BEGIN Text passage

In Fig. 2C, the ΔMeth_composite of all cell types is plotted against the measured ΔMeth for that CpG in the whole blood sample; the composites of myeloid and lymphoid cell types are also plotted against whole blood. Figure 2C shows the highly significant correlation (r = 0.98, p = 7.2 × 10−55) between the composite ΔMeth values and whole blood ΔMeth values at 74 smoking-associated CpGs. The slopes for myeloid and lymphoid composites provide a view of the relative contribution that these cell-type groups make toward smoking-induced methylation changes in whole blood.

END Text passage
BEGIN Source information

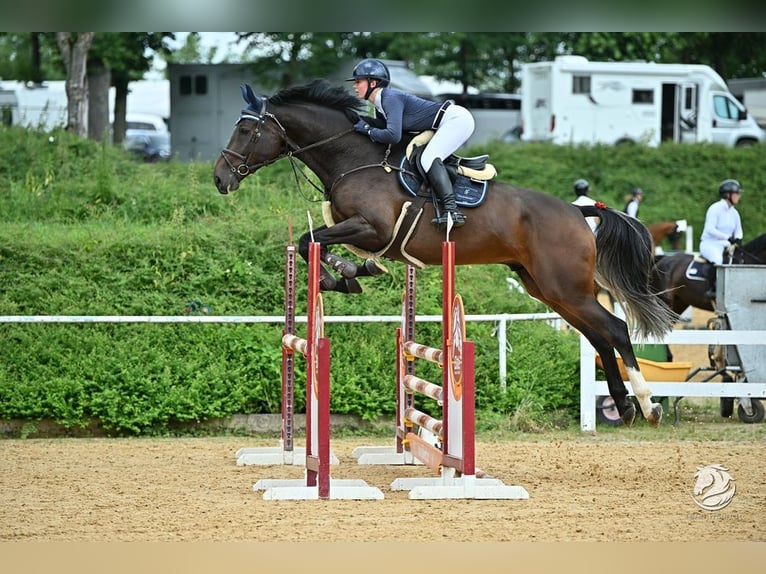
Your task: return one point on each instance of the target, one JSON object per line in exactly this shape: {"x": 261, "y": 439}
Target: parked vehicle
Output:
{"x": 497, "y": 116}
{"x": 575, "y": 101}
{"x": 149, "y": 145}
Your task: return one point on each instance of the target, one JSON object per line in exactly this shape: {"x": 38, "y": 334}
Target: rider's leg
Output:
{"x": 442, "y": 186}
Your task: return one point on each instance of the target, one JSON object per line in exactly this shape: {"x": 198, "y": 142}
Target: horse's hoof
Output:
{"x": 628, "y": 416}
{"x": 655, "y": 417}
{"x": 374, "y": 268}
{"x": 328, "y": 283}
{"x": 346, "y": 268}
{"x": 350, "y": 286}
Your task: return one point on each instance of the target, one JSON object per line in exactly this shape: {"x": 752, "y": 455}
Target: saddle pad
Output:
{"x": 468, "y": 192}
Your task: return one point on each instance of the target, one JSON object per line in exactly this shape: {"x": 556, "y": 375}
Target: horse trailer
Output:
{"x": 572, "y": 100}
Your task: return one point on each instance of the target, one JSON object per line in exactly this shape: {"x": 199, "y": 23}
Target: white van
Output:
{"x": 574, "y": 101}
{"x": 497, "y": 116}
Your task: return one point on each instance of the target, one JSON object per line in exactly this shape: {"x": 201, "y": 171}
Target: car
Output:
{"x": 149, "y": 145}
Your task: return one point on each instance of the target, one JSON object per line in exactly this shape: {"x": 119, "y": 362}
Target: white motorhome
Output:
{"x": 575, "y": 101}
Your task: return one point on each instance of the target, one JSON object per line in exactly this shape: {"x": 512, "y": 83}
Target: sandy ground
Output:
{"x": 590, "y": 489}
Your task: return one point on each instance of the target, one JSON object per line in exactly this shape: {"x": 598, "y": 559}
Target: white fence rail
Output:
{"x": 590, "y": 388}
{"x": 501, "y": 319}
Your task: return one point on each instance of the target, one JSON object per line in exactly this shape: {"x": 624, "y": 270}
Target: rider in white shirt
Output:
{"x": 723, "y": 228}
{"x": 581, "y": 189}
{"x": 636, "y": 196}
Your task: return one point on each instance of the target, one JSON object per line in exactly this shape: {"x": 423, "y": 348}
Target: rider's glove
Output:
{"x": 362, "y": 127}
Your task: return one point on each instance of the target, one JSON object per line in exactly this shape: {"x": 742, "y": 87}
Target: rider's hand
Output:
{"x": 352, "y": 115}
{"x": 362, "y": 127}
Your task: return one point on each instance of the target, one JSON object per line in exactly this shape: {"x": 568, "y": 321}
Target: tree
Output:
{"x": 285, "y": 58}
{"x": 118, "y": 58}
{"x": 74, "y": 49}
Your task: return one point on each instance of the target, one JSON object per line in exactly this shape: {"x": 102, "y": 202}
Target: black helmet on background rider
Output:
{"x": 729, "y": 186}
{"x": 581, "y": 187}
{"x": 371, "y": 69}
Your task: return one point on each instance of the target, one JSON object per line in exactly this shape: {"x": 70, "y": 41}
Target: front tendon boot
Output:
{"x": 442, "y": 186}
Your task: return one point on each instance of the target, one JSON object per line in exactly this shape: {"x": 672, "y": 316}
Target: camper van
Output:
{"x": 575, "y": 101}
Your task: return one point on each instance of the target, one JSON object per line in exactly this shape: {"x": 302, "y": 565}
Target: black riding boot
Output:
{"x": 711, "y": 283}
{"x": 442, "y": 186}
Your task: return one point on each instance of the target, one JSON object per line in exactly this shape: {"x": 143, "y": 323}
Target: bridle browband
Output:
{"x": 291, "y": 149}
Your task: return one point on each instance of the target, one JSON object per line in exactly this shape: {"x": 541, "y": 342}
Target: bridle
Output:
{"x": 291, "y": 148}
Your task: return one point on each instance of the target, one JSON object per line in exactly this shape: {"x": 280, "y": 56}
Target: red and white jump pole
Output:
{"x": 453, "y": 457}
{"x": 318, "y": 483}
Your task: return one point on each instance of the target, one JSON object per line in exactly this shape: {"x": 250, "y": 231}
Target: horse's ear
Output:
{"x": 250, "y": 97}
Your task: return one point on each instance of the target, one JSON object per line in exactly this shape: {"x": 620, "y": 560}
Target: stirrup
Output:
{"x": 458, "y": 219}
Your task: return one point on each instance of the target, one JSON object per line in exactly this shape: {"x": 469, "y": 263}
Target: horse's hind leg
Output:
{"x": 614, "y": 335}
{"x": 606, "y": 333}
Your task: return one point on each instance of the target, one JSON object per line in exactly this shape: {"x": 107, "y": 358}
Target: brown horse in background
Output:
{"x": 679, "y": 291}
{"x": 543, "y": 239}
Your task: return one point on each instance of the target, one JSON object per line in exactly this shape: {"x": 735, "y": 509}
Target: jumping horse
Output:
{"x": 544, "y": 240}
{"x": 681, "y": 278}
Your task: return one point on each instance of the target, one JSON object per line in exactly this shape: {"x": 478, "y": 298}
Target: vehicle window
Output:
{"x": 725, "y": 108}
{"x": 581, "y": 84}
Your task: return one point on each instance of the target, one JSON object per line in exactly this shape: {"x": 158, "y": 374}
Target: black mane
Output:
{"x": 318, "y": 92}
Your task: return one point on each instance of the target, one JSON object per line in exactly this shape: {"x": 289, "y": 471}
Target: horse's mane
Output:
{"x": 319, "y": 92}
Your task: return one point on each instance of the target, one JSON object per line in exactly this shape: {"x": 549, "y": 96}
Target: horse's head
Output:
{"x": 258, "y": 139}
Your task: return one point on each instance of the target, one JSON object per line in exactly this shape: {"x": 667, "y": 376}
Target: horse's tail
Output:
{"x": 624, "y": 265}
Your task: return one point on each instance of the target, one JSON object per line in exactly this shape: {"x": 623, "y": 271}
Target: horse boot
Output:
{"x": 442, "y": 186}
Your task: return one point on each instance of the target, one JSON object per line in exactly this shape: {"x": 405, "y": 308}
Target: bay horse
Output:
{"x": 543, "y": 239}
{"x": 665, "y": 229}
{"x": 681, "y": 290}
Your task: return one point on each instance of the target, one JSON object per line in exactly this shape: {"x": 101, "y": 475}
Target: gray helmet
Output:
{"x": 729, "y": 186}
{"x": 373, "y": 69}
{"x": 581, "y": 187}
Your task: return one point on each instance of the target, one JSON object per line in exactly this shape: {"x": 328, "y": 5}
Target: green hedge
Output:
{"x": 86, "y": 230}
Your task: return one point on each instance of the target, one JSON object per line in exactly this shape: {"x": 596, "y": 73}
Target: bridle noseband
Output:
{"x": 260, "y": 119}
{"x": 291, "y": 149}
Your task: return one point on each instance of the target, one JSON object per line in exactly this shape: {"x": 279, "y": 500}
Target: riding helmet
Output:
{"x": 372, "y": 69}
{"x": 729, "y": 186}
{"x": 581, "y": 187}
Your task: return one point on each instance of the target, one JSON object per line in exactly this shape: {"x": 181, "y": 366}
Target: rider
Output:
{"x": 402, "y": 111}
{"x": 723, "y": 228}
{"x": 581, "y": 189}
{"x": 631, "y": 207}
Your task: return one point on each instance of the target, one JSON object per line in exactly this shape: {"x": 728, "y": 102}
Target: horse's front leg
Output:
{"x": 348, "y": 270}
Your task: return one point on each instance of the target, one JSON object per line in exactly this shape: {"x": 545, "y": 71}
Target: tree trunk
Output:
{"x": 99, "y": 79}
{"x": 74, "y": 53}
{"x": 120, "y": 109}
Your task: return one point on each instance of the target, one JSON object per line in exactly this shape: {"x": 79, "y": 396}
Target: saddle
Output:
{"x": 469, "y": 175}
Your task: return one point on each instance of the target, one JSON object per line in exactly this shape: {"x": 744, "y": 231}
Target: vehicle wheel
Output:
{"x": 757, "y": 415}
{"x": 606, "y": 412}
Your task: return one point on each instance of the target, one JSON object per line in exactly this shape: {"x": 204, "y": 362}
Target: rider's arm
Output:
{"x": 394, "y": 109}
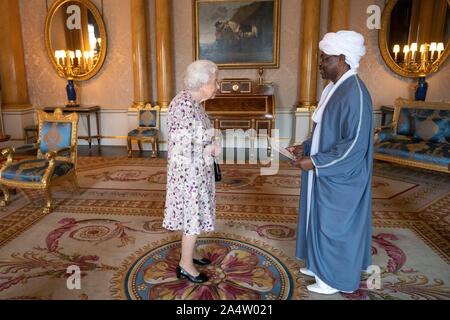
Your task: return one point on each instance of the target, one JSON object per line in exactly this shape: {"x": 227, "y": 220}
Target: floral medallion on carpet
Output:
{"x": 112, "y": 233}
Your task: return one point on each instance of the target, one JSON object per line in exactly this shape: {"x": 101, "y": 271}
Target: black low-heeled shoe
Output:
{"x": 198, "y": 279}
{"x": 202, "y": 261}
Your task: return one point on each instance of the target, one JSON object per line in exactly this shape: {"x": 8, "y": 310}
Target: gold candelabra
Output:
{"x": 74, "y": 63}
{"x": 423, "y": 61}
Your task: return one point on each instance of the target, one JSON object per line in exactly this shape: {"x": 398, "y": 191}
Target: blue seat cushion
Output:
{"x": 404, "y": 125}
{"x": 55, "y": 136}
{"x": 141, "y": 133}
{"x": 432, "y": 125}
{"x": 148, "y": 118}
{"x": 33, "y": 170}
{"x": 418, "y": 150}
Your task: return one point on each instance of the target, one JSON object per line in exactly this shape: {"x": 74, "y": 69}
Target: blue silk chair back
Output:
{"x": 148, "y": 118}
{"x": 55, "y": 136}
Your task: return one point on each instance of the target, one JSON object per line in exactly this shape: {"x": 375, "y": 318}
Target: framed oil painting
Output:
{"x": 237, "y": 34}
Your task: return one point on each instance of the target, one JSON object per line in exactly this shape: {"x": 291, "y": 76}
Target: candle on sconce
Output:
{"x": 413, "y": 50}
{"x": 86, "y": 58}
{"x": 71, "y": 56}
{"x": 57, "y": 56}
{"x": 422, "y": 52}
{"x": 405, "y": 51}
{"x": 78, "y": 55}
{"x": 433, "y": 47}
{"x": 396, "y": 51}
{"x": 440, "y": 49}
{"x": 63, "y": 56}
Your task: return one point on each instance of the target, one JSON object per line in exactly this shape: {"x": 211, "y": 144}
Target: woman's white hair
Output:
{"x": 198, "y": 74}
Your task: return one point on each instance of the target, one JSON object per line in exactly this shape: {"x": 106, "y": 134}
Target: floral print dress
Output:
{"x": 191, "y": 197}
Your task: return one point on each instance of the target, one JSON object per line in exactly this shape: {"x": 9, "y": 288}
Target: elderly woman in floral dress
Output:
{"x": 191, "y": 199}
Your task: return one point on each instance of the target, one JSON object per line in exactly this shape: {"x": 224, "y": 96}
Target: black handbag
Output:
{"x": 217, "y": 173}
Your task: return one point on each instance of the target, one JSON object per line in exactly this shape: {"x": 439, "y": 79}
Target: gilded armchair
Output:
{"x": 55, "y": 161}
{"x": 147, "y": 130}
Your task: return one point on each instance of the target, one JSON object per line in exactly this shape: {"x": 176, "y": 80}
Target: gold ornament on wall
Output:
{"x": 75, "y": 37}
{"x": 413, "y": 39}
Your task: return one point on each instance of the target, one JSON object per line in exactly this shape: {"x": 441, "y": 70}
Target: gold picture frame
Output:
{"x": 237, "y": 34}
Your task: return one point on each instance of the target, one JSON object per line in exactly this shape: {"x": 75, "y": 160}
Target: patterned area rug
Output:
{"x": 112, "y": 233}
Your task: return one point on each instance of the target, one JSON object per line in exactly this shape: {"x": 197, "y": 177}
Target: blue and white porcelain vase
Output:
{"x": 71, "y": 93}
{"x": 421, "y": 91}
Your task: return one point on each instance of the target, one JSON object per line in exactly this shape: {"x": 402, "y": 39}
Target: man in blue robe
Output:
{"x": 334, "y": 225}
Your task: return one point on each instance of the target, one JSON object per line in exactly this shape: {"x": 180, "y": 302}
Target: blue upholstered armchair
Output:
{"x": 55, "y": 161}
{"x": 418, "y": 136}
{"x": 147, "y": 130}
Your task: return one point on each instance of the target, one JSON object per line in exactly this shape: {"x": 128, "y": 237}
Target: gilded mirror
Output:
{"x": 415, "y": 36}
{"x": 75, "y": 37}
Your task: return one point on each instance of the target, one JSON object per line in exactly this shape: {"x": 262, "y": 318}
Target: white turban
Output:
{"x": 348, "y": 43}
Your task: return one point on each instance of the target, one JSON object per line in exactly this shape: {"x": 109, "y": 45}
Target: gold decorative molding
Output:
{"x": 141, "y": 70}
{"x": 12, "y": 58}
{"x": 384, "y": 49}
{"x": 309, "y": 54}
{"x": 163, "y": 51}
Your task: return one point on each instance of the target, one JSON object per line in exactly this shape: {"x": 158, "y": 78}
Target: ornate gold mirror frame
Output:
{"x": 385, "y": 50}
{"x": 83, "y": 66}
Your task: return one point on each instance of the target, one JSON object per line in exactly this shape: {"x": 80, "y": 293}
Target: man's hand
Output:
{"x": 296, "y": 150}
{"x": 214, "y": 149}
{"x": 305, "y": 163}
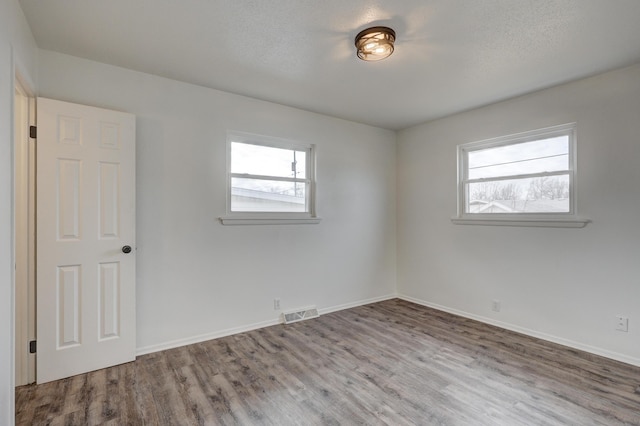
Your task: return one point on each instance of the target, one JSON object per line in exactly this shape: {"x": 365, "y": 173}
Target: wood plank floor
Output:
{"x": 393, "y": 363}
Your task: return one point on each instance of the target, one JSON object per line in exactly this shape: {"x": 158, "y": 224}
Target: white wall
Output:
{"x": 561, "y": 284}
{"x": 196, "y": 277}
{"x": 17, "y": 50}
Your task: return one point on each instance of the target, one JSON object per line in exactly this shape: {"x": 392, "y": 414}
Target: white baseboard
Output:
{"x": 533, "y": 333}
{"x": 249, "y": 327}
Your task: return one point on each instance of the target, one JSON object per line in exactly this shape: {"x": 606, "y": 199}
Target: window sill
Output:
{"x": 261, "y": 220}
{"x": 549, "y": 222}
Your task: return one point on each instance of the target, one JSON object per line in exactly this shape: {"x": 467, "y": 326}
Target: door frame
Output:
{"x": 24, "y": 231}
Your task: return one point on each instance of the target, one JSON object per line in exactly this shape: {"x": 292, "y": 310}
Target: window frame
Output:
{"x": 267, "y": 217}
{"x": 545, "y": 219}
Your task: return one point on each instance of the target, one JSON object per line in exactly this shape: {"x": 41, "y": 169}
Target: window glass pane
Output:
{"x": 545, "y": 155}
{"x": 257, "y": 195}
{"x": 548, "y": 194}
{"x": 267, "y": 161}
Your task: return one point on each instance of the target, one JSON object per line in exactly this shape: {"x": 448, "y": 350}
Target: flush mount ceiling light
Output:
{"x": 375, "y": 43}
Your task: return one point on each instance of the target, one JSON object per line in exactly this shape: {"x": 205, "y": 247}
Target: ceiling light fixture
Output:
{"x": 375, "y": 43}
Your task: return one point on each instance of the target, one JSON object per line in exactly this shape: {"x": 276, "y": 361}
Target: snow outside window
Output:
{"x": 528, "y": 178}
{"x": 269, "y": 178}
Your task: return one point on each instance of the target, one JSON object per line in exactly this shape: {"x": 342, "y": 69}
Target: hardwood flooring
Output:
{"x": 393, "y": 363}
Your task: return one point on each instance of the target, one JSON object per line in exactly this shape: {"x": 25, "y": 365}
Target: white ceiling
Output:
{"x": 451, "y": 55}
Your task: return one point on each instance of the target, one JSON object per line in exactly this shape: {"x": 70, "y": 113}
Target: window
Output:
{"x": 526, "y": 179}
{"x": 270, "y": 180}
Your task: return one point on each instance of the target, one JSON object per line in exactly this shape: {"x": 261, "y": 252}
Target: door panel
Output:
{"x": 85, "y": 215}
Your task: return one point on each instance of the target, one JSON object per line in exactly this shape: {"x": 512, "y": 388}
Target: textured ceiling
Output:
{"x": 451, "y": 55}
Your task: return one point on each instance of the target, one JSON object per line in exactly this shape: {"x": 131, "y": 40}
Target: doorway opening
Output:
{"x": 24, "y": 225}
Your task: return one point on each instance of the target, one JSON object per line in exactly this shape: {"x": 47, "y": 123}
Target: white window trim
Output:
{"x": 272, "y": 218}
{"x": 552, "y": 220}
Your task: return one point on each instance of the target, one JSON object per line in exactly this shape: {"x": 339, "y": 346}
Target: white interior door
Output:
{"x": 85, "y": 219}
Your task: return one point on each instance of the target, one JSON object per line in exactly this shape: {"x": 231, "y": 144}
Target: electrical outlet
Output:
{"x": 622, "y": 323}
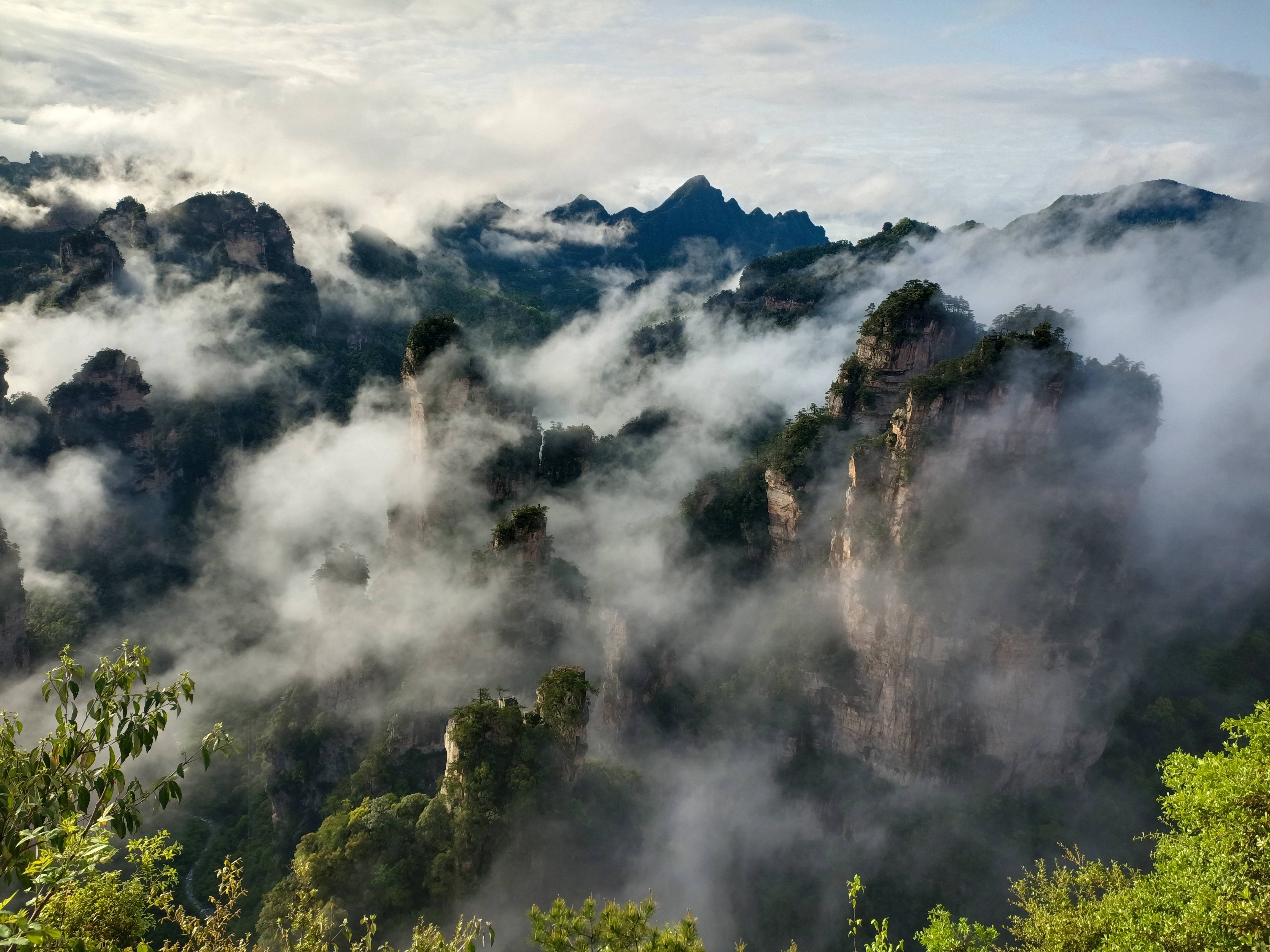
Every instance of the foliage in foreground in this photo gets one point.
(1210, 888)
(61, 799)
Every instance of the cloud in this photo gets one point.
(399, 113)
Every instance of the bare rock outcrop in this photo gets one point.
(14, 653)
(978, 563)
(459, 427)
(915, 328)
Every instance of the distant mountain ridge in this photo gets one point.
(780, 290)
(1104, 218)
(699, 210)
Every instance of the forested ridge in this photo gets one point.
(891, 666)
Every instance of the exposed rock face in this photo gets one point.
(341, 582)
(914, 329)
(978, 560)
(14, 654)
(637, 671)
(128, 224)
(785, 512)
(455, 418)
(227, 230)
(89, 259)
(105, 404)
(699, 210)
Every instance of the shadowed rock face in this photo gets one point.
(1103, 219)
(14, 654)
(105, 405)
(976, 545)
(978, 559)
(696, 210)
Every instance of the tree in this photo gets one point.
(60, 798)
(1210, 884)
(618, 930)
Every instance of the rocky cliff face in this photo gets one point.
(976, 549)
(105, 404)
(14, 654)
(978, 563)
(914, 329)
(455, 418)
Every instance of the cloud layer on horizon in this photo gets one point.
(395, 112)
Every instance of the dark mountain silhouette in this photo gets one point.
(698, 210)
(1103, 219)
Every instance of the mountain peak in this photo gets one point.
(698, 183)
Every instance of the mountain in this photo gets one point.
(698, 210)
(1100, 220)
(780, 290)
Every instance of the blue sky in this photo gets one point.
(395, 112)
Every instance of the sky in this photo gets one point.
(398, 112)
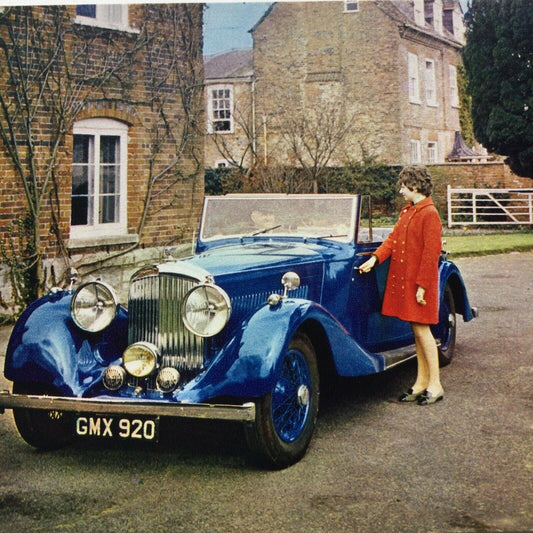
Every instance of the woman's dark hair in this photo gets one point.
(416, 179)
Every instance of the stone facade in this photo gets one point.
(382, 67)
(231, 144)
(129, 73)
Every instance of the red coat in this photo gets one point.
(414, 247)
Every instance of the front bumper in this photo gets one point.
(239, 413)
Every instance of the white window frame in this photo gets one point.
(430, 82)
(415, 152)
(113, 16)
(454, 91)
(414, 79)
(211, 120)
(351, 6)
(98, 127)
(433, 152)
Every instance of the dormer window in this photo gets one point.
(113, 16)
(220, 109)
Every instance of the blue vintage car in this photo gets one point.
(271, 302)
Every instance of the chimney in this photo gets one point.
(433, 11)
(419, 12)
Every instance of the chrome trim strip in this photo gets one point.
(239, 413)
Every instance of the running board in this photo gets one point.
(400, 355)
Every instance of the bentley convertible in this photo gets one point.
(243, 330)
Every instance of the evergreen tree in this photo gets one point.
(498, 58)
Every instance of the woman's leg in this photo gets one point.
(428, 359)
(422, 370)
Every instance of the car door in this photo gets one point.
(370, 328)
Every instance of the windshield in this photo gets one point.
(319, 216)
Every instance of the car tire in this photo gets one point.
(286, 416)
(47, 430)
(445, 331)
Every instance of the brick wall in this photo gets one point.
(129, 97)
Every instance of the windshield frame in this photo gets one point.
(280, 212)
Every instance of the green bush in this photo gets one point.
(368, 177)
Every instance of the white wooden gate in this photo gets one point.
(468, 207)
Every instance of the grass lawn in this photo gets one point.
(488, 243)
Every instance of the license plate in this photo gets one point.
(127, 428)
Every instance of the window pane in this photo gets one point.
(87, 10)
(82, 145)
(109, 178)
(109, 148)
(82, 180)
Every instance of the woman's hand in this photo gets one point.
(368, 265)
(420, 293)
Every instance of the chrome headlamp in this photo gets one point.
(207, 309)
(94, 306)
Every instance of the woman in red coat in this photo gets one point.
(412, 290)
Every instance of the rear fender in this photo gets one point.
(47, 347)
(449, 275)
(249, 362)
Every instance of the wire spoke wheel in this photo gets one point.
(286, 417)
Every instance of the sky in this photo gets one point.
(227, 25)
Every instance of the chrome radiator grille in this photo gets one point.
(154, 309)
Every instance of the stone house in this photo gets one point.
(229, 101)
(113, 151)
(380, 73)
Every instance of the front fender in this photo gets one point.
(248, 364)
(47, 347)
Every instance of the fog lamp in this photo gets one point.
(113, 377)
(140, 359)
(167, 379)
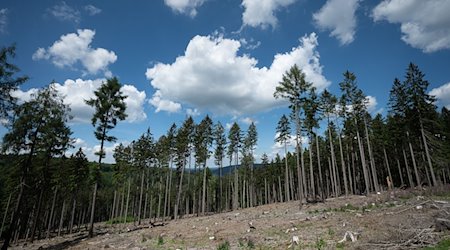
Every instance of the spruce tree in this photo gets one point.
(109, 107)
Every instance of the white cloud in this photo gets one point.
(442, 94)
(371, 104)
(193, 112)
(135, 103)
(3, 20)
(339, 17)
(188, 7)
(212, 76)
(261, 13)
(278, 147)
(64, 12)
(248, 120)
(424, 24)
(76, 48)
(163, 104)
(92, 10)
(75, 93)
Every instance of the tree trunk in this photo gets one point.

END Source information

Problems to work on »
A - According to the methylation passage, at how many smoking-associated CpGs was the correlation between composite and whole blood ΔMeth values measured?
B - From the methylation passage, quote the stretch from "In Fig. 2C, the" through "in whole blood.".
C - Rewrite the paragraph of the methylation passage that begins "In Fig. 2C" as a short bulleted list that keeps its main facts.

Numbered responses »
A - 74

B -
In Fig. 2C, the ΔMeth_composite of all cell types is plotted against the measured ΔMeth for that CpG in the whole blood sample; the composites of myeloid and lymphoid cell types are also plotted against whole blood. Figure 2C shows the highly significant correlation (r = 0.98, p = 7.2 × 10−55) between the composite ΔMeth values and whole blood ΔMeth values at 74 smoking-associated CpGs. The slopes for myeloid and lymphoid composites provide a view of the relative contribution that these cell-type groups make toward smoking-induced methylation changes in whole blood.

C -
- Fig. 2C plots the ΔMeth_composite of all cell types against the measured whole blood ΔMeth for each CpG. It also plots the myeloid and lymphoid composites against whole blood.
- Composite and whole blood ΔMeth values are highly significantly correlated (r = 0.98, p = 7.2 × 10−55) at 74 smoking-associated CpGs.
- The slopes for the myeloid and lymphoid composites show the relative contribution of each cell-type group to smoking-induced methylation changes in whole blood.